- _TASK TO COMPLETE_
Each line below containing the word "field" needs to be shown.

(Data excerpts)
☆ ☆ ☆

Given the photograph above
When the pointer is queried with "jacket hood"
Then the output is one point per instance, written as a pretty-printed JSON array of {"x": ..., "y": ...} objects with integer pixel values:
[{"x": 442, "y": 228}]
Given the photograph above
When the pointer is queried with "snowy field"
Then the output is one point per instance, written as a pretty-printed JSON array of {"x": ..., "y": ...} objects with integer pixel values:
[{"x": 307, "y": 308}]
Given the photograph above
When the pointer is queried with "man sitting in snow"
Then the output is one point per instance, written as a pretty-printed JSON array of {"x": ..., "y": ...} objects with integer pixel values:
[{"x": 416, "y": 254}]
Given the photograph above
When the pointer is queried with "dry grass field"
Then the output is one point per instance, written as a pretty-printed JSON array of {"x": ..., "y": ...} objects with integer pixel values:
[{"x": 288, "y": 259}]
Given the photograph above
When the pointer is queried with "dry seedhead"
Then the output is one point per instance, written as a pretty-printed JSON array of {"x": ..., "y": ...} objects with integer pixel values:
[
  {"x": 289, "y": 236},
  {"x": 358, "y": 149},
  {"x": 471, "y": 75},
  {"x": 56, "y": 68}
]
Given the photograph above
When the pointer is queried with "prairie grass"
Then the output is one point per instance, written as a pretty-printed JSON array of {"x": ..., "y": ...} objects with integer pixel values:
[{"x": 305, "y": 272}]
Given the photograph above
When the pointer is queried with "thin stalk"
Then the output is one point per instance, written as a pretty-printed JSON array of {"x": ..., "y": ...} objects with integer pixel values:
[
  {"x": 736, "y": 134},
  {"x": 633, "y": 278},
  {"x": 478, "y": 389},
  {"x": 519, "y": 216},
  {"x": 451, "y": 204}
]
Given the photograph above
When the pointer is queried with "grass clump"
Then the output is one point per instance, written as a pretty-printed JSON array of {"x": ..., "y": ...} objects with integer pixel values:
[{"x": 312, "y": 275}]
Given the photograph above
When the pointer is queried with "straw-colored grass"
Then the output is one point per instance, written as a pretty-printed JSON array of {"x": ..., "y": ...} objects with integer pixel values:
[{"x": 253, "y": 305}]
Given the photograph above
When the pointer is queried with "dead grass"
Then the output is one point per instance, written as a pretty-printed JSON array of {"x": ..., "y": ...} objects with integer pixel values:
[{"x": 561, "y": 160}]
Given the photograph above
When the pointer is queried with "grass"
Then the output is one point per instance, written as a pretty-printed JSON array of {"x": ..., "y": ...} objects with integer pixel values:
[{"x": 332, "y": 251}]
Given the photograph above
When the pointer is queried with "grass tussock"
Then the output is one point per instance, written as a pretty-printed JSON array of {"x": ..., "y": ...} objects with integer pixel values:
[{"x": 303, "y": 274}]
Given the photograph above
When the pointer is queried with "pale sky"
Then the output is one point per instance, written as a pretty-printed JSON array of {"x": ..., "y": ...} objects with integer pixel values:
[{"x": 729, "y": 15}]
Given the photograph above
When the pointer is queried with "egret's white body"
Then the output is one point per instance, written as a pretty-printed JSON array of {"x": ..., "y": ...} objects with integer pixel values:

☆ ☆ ☆

- _WRITTEN REPLY_
When the pointer is queried with "snowy field"
When the pointer is queried with "dry grass field"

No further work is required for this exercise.